Extract to read

** BEGIN **

Opera window, with photo-etched logo, and padded Landau roof on a Lincoln Continental Town Car
Opera window and padded Landau roof on an AMC Matador Barcelona coupe

Opera windows are small porthole sized side windows in the C-pillar of some cars. Typically offered in unison with a vinyl roof, they were a very common design feature of American automobiles during the 1970s. The design was new at the time, "... and would prove to be very popular, indicated by its imitation by almost every domestic manufacturer. The opera window was a fixed rear side window surrounded by a vinyl roof."[1]


  • History 1
  • Cars with opera windows 2
  • See also 3
  • Notes 4


Triple opera window on 1973 Dodge Charger SE coupe

This design element was used during the classical era of automobile styling. For example, “...the Elcar in 1924 was good looking...and even a fabric top in the style of a brougham with oval opera windows framed by landau bars....[2] Opera windows saw their demise in the 1930s. Perhaps the most notable return was the "porthole" in the 1956-57 Ford Thunderbird. It was provided as an option to improve rear-quarter visibility with the removable hardtop in place...[3] Opera windows were once again reintroduced on the 1972 Lincoln Continental Mark IV as an optional luxury feature, but it was almost universally ordered.

** END **

Records shown
** BEGIN **

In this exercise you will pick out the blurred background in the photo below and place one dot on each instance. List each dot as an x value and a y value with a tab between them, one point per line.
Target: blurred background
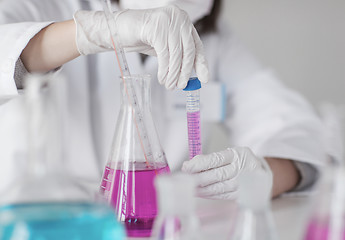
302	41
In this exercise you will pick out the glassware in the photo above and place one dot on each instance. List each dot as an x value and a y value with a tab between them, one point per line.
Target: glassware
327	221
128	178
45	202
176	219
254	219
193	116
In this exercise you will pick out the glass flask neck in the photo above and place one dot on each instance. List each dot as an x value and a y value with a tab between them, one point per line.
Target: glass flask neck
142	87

** END **
** BEGIN **

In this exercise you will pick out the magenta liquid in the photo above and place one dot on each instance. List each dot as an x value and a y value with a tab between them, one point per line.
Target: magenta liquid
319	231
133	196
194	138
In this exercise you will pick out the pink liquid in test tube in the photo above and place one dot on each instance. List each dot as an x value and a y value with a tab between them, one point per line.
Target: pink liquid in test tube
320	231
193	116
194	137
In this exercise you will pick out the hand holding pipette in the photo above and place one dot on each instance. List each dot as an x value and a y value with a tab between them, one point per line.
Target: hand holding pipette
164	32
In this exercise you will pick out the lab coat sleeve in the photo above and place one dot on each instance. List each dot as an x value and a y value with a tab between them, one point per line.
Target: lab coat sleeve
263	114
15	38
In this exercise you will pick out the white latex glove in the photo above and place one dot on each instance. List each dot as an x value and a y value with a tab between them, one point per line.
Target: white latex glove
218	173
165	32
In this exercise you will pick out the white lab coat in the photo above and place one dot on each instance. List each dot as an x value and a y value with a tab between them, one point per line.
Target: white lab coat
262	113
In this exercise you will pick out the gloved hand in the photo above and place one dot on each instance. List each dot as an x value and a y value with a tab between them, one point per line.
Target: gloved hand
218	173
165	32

** END **
** BEGIN **

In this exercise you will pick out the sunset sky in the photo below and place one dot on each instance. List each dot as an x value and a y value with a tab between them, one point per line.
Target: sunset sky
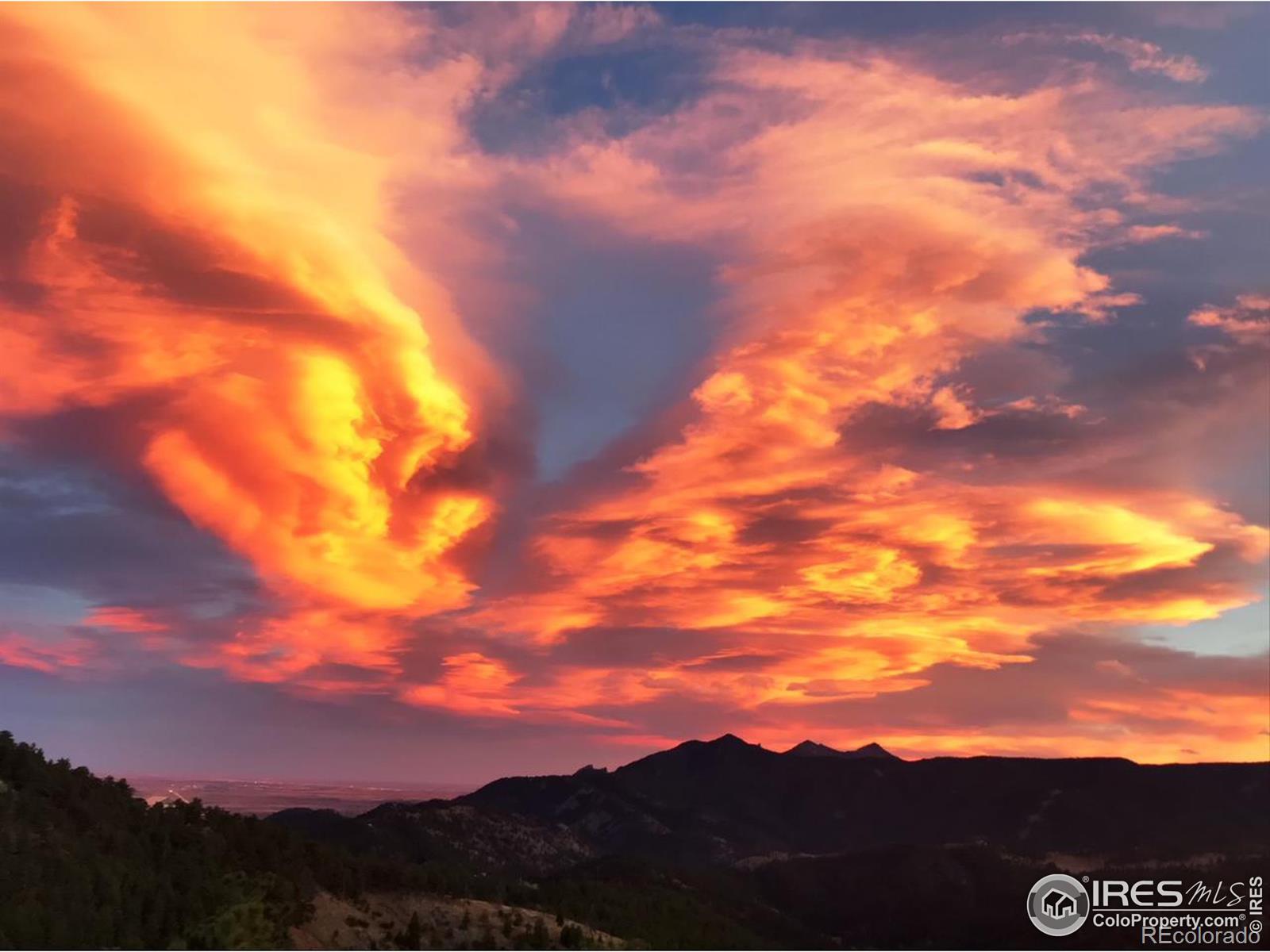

** END **

Directions
1. Reproduce word for word everything in the passage on opera windows from "Triple opera window" down to "almost universally ordered.".
2. List every car that the passage on opera windows names.

The solutions
1.
Triple opera window on 1973 Dodge Charger SE coupe

This design element was used during the classical era of automobile styling. For example, “...the Elcar in 1924 was good looking...and even a fabric top in the style of a brougham with oval opera windows framed by landau bars....[2] Opera windows saw their demise in the 1930s. Perhaps the most notable return was the "porthole" in the 1956-57 Ford Thunderbird. It was provided as an option to improve rear-quarter visibility with the removable hardtop in place...[3] Opera windows were once again reintroduced on the 1972 Lincoln Continental Mark IV as an optional luxury feature, but it was almost universally ordered.

2.
- Lincoln Continental Town Car
- AMC Matador Barcelona coupe
- 1973 Dodge Charger SE coupe
- the Elcar of 1924
- 1956-57 Ford Thunderbird
- 1972 Lincoln Continental Mark IV